**ARTIKEL**
------------------------------------------------
Ada banyak alasan mengapa seseorang memilih menggunakan teknik bercerita dibanding teknik lainnya seperti drama, diskusi, atau menggunakan peralatan audio visual. Beberapa alasan yang sering dikemukakan adalah:
1. Lebih Praktis dan Fleksibel
Praktis karena dapat dilakukan seorang diri tanpa koordinasi dengan orang lain (seperti drama, misalnya) dan juga fleksibel karena cerita dapat disampaikan hampir di segala tempat maupun situasi, baik di dalam atau di luar kelas, kepada orang dalam jumlah banyak atau sedikit.
2. Lebih Murah (Tanpa atau dengan Alat Peraga)
Bercerita merupakan alat pengajaran yang sangat murah, karena dapat digunakan dengan atau tanpa alat peraga. Guru Sekolah Minggu dapat bebas memilih dan mengembangkan sendiri alat peraga yang bervariasi, baik membawa gambar, peraga, boneka sebagai partner, membuat sketsa selama bercerita, menciptakan gerak-gerik tertentu dan melibatkan anak dalam cerita, dan variasi-variasi yang lain.
3. Pada Umumnya Anak Lebih Menyukai Cerita
Untuk anak yang lebih kecil, bahkan cerita yang sudah dikenal pun akan tetap memiliki daya tarik bila guru dapat mengemasnya dengan variasi cerita yang menarik, yang disertai adegan-adegan pengulangan pada bagian tertentu. Sedangkan bagi anak yang lebih besar, keahlian guru membangkitkan rasa ingin tahu anak terhadap kelanjutan cerita akan memikat perhatian mereka selama proses bercerita disampaikan.
Sayangnya, Teknik Bercerita seringkali dianggap sebagai teknik yang pal ing "mudah", sehingga sebagian guru merasa tidak perlu melakukan persiapan karena mereka tinggal "menceritakan ulang" isi bahan persiapan mengajar yang telah dibaca atau didapatnya dari kelompok persiapan guru. Padahal, dalam menyampaikan cerita, seseorang harus benar-benar memiliki persiapan yang cukup matang untuk mengemas ulang bahan pengajarannya. Hal ini penting untuk dilakukan supaya pada saat cerita disampaikan, tujuan yang ingin dicapai benar-benar sampai pada sasaran.
------------------------------------------------
**INFORMASI YANG DIBERIKAN**
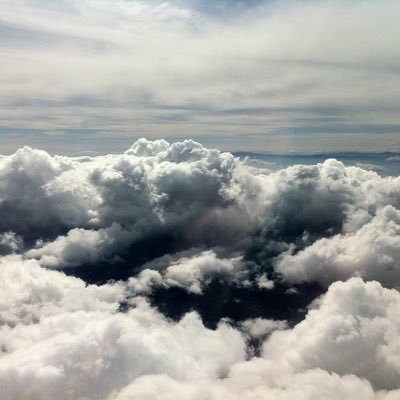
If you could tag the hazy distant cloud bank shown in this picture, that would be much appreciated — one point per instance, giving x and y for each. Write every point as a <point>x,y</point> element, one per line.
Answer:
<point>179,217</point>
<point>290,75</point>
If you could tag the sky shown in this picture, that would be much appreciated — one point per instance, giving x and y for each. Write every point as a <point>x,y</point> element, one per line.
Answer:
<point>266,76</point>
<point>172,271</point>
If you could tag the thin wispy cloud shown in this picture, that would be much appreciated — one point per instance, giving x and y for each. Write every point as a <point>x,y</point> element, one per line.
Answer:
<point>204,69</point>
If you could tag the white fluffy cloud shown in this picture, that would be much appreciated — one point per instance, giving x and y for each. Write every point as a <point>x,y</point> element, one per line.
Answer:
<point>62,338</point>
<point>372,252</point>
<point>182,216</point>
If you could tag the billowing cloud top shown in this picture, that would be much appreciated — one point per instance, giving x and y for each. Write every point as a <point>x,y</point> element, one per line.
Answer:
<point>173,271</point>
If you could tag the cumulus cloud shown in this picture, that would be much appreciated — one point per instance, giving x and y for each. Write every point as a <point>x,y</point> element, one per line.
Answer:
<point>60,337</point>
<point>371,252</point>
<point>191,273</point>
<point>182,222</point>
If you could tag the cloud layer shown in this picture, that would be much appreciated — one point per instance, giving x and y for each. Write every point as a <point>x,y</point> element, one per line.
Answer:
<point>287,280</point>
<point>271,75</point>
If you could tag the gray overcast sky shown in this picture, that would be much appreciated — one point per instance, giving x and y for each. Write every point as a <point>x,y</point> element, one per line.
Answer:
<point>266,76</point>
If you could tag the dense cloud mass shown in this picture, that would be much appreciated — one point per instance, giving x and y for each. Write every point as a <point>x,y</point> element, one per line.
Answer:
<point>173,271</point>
------------------------------------------------
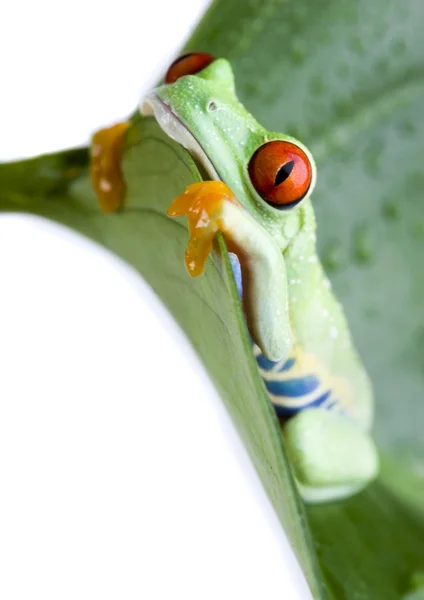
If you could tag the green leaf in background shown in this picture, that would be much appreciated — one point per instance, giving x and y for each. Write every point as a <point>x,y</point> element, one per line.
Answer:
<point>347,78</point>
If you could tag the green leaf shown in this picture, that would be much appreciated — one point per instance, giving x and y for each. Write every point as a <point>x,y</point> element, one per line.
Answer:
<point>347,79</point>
------------------------------------------------
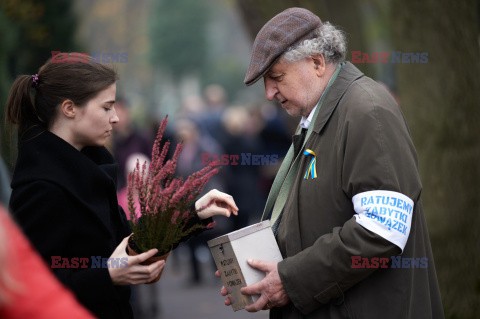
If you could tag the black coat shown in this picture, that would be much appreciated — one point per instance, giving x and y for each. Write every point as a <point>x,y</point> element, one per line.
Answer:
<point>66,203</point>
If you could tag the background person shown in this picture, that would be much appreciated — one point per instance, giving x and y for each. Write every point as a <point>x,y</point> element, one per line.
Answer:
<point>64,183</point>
------------------------------------------------
**RINCIAN TUGAS**
1. Dalam artikel tentang teknik bercerita, teknik lain apa saja yang disebut sebagai pembanding teknik bercerita?
2. Mengapa bercerita disebut praktis?
3. Bagi anak yang lebih kecil, apa yang membuat cerita yang sudah dikenal tetap memiliki daya tarik?
Gunakan artikel ini saja sebagai sumber jawaban, bukan entri.

**LATIHAN SELESAI**
1. Drama, diskusi, dan penggunaan peralatan audio visual.
2. Karena bercerita dapat dilakukan seorang diri tanpa koordinasi dengan orang lain.
3. Cerita itu tetap menarik bila guru mengemasnya dengan variasi cerita yang menarik, disertai adegan-adegan pengulangan pada bagian tertentu.